# Work to do
Report each line below that contains the word "dress", copying it in full.

# Dataset records
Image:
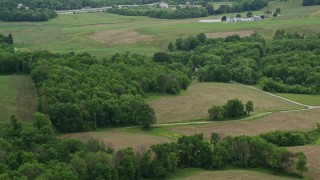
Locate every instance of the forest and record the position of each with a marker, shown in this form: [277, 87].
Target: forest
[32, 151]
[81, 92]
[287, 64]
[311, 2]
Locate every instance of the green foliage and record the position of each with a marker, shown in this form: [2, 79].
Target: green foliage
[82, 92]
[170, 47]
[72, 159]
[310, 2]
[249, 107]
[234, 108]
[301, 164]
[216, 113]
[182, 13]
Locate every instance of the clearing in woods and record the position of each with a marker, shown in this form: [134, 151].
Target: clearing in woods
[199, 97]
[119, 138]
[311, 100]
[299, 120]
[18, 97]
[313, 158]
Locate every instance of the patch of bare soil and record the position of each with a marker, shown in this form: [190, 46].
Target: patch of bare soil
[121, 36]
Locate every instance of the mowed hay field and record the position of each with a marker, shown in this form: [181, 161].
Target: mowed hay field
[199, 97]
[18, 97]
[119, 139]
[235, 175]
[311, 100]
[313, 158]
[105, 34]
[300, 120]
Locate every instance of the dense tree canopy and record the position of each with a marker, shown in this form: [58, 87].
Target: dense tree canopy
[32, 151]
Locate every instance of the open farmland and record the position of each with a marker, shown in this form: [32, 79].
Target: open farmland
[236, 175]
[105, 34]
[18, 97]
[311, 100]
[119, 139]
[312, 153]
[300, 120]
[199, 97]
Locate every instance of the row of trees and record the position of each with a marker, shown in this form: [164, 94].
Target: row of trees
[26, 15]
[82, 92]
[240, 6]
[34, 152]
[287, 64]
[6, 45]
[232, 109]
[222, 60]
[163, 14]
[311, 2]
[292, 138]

==

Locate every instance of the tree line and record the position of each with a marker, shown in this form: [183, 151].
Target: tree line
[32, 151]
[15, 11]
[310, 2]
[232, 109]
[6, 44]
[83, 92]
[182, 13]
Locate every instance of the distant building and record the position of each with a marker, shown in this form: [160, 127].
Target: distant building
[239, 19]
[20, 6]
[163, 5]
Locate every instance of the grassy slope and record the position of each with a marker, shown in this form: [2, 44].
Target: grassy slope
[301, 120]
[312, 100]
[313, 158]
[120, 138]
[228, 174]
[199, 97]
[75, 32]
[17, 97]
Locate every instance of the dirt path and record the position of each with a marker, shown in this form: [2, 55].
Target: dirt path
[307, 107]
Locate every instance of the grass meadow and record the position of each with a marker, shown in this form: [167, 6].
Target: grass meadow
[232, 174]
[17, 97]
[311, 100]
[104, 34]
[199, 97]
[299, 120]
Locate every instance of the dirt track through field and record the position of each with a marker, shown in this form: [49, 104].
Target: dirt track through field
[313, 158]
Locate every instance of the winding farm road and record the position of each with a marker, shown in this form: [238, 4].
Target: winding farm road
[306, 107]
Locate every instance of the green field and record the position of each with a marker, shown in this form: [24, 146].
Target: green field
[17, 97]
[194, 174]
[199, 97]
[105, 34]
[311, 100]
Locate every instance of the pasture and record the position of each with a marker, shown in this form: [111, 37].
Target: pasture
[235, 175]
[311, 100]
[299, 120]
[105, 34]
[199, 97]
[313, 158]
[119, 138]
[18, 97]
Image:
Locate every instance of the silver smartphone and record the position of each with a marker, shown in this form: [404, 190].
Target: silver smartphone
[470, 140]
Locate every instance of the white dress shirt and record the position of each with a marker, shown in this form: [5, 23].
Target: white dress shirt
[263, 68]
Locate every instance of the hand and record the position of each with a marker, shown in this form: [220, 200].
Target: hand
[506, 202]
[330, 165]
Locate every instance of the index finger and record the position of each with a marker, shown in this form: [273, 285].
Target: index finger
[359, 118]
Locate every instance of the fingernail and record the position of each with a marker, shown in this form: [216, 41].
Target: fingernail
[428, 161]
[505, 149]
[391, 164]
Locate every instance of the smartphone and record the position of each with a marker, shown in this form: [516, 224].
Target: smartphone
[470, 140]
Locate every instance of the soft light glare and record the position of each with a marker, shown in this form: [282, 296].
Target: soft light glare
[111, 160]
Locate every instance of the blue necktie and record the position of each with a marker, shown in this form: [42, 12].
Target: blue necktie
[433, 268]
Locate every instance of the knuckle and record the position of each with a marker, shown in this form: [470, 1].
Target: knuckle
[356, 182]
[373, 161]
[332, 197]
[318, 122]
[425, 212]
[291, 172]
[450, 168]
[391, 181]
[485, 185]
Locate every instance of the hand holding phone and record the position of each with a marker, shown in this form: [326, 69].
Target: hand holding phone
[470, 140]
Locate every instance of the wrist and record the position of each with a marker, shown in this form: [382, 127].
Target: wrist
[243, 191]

# Problem solution
Locate every instance of the white dress shirt and record the position of each with a marker, shown in this form: [5, 23].
Target: white dress shirt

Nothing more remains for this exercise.